Pick out each line in the rows below that contains the word "shingle", and copy those lines in full.
--- Data records ---
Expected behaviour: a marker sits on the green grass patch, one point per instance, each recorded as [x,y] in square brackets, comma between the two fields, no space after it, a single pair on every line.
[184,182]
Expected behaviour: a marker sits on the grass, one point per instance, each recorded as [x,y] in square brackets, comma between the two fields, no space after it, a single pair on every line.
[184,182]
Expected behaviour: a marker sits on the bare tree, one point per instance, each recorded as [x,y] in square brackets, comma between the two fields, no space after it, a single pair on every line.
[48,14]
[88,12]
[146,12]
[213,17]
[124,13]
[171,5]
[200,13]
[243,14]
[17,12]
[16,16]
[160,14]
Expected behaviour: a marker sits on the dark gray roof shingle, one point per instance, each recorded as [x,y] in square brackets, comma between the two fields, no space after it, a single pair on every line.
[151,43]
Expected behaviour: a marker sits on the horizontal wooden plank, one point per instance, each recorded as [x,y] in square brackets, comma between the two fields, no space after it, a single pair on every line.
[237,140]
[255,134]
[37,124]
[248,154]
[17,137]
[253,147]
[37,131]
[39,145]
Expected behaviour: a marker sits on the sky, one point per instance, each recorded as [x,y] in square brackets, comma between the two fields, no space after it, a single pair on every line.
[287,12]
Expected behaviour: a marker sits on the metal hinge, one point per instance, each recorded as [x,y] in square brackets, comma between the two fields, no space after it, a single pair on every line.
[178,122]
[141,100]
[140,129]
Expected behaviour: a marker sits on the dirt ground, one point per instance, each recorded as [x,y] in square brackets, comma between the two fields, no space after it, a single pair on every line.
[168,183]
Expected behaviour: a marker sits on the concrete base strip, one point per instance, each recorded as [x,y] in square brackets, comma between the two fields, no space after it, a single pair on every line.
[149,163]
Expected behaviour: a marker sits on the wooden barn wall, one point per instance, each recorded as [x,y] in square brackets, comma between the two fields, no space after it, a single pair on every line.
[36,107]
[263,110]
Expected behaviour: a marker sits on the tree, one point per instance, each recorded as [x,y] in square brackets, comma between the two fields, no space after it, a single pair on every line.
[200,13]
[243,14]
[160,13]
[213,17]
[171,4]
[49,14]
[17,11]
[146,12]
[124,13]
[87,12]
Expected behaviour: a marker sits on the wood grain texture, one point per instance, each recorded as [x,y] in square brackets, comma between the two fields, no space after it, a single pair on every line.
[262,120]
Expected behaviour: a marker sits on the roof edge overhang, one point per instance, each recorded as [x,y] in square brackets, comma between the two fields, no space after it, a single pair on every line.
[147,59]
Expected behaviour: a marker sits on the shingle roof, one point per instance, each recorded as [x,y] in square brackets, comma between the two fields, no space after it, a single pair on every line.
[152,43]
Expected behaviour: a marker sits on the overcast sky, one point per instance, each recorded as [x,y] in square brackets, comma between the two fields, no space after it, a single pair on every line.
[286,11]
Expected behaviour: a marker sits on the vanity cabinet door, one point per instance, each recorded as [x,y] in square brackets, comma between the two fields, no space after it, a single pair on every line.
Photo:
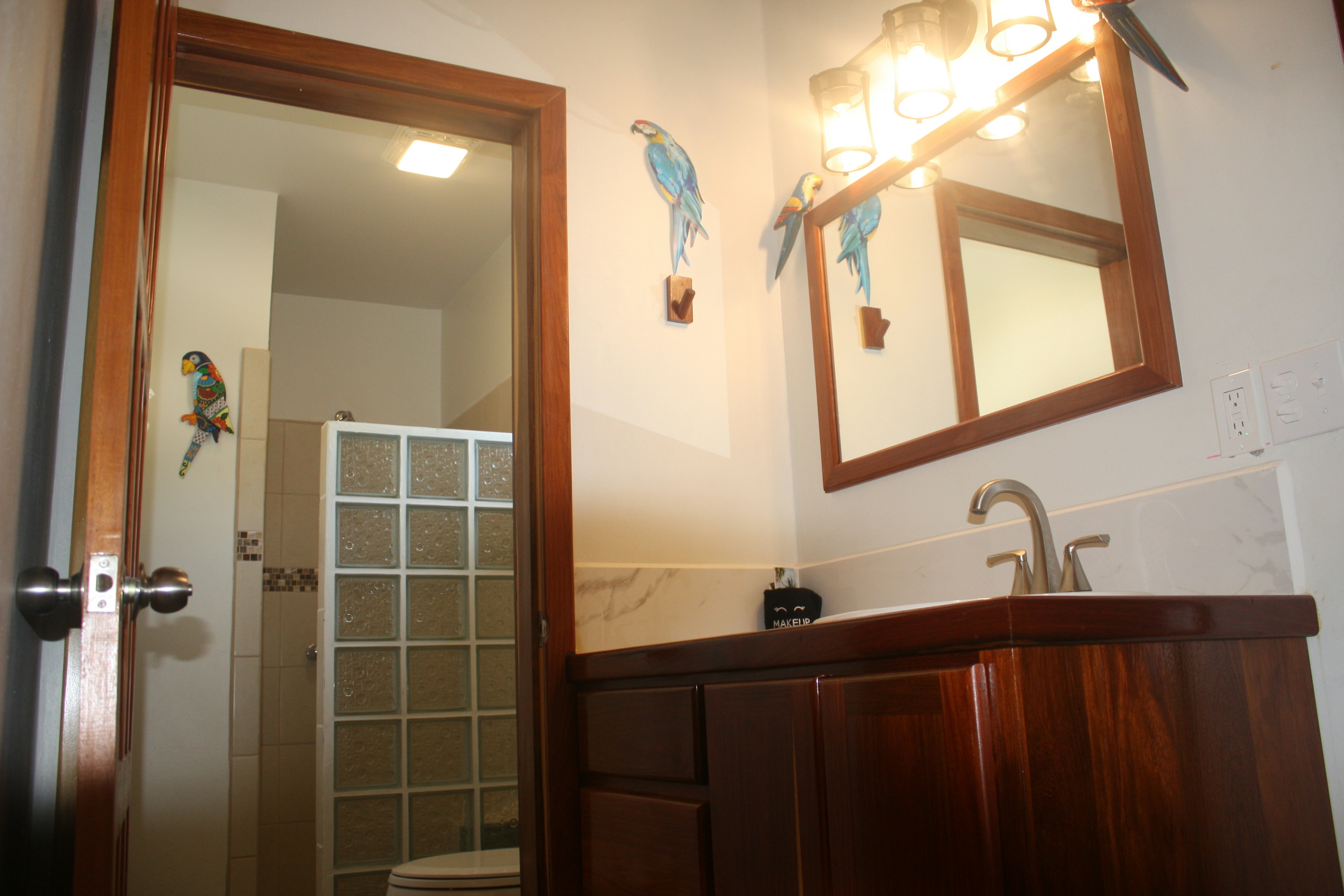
---
Problem solution:
Expected behaviour: a marker sits on the dark gray roof shingle, one point per instance, each recorded as [x,y] in square brackets, comma between the two fields, no space after it, a single pair on every line.
Expected behaviour: a marker sits on the shingle roof, one point per instance, each recorded as [x,y] in square brackets, comma between the two fields, no space after it, a single pair on every line.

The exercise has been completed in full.